> _Short exercise_
Copy the material below word for word, omitting the pictures.

(Region labeling records)
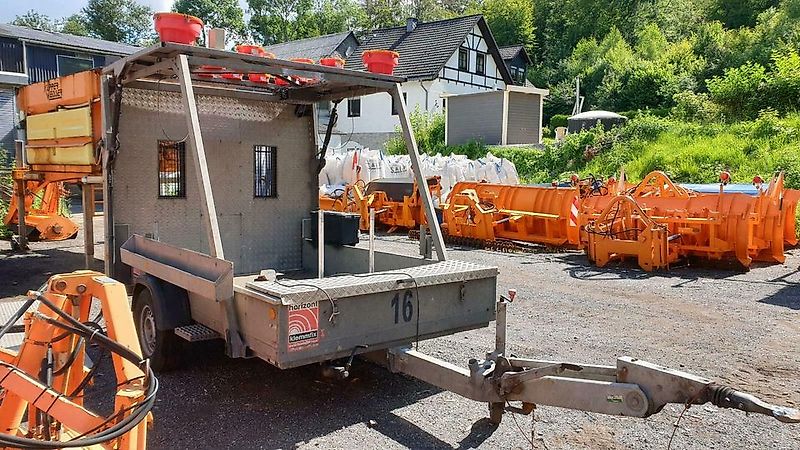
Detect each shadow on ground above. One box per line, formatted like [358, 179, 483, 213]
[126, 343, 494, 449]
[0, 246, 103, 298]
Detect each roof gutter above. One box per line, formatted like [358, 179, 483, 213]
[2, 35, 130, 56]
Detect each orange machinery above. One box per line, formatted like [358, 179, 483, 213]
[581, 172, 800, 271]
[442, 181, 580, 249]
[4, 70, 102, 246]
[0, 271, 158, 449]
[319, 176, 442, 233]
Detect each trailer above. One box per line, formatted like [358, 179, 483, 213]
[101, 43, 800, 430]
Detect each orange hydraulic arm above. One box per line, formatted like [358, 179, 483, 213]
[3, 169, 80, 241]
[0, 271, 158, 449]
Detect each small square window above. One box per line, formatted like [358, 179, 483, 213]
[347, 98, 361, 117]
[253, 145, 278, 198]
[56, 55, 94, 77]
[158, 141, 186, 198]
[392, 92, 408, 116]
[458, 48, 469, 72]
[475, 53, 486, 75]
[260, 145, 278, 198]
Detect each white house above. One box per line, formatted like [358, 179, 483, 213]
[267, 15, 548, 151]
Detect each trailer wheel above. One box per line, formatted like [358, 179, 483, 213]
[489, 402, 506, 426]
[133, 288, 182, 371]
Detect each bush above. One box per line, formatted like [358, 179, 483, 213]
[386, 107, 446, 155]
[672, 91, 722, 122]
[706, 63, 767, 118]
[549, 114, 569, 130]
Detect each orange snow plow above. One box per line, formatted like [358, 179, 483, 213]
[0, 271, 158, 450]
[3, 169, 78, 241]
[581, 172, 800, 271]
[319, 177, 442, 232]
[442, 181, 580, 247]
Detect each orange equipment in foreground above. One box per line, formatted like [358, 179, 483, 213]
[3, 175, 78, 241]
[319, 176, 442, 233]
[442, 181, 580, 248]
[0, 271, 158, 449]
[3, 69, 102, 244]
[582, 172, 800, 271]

> _Answer for the task_
Detect each shadow on ground above. One box per line, formatted like [358, 179, 483, 213]
[126, 343, 494, 449]
[0, 246, 103, 298]
Detect each roof gutter above. One box per line, formatted like [358, 179, 483, 213]
[2, 35, 130, 56]
Detect each orange machinery above. One box per line, formatted like [358, 179, 483, 213]
[581, 172, 800, 271]
[442, 181, 580, 249]
[4, 70, 102, 246]
[0, 271, 158, 449]
[319, 176, 442, 233]
Detect each trailer above. One box per line, formatted like [358, 179, 483, 213]
[101, 43, 800, 430]
Detect each orange hydraulic arm above. One box per line, formatted like [358, 179, 483, 213]
[3, 169, 80, 241]
[0, 271, 158, 449]
Detect each small square window above. One box per line, formatted like [358, 179, 483, 213]
[347, 98, 361, 117]
[253, 145, 278, 198]
[56, 55, 94, 77]
[158, 141, 186, 198]
[392, 92, 408, 116]
[458, 48, 469, 72]
[475, 53, 486, 75]
[260, 145, 278, 198]
Detect each white house above. One box per line, formatted like [358, 179, 483, 213]
[267, 15, 548, 151]
Detect each trailer wheel above. One box per line, formatted like [358, 179, 483, 213]
[489, 402, 506, 426]
[133, 288, 182, 371]
Detect each bush above. One box per line, formatted like [358, 179, 483, 213]
[386, 107, 446, 155]
[672, 91, 722, 122]
[706, 63, 767, 118]
[549, 114, 569, 130]
Detect each orange snow plow above. One box per line, formatted like [358, 179, 483, 213]
[0, 271, 158, 450]
[3, 169, 78, 241]
[581, 172, 800, 271]
[319, 177, 442, 232]
[442, 181, 580, 247]
Detect each orange equipment in foreground above. One box per line, formatted like [358, 179, 483, 213]
[3, 175, 78, 241]
[319, 176, 442, 233]
[442, 181, 580, 248]
[0, 271, 158, 449]
[3, 69, 102, 244]
[582, 172, 800, 271]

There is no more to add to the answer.